> Task to complete
Give the lines of the listing below as a JSON list of strings, one string per line and no blank lines. Start with the line containing "Locate every instance of the building" and continue through the end of the listing.
● ● ●
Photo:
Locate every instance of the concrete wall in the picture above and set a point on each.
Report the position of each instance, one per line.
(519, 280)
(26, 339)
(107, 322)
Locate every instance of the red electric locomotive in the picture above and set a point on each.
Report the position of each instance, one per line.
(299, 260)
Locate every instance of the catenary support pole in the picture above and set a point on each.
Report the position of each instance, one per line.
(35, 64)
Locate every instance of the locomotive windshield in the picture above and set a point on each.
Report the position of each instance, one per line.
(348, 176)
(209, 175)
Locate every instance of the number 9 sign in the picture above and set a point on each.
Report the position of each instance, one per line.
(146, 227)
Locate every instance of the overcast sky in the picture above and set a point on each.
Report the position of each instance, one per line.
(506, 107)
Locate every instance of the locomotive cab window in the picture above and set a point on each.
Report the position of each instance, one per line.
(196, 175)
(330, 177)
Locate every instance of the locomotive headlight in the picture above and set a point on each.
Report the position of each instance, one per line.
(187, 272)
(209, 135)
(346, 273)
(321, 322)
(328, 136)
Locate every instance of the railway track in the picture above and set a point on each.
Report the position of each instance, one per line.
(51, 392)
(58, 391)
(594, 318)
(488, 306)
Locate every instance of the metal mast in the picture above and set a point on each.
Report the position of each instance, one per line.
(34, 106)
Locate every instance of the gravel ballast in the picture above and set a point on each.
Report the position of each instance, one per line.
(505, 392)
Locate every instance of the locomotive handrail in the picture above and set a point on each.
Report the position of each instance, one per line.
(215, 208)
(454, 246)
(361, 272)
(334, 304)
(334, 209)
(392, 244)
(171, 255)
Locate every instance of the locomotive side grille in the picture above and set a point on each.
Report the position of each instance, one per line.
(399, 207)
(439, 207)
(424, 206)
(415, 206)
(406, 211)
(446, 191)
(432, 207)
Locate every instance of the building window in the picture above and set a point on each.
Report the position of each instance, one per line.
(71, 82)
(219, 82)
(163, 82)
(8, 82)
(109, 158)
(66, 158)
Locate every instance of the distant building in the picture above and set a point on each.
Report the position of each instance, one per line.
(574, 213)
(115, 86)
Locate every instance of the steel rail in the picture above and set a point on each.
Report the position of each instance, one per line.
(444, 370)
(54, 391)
● ● ●
> Final result
[
  "Locate every instance of the building window in the picture above and set a point on each.",
  "Report the position of each instance, one per line.",
  "(71, 82)",
  "(219, 82)",
  "(163, 82)",
  "(8, 82)",
  "(109, 158)",
  "(66, 158)",
  "Locate every instance of the distant building in the picture above and set a point on each.",
  "Report the position of each instance, one per line.",
  "(574, 213)",
  "(115, 86)",
  "Locate every instance of the steel rail in the picture above and set a point on each.",
  "Report the position of each instance, one per line.",
  "(444, 370)",
  "(54, 391)"
]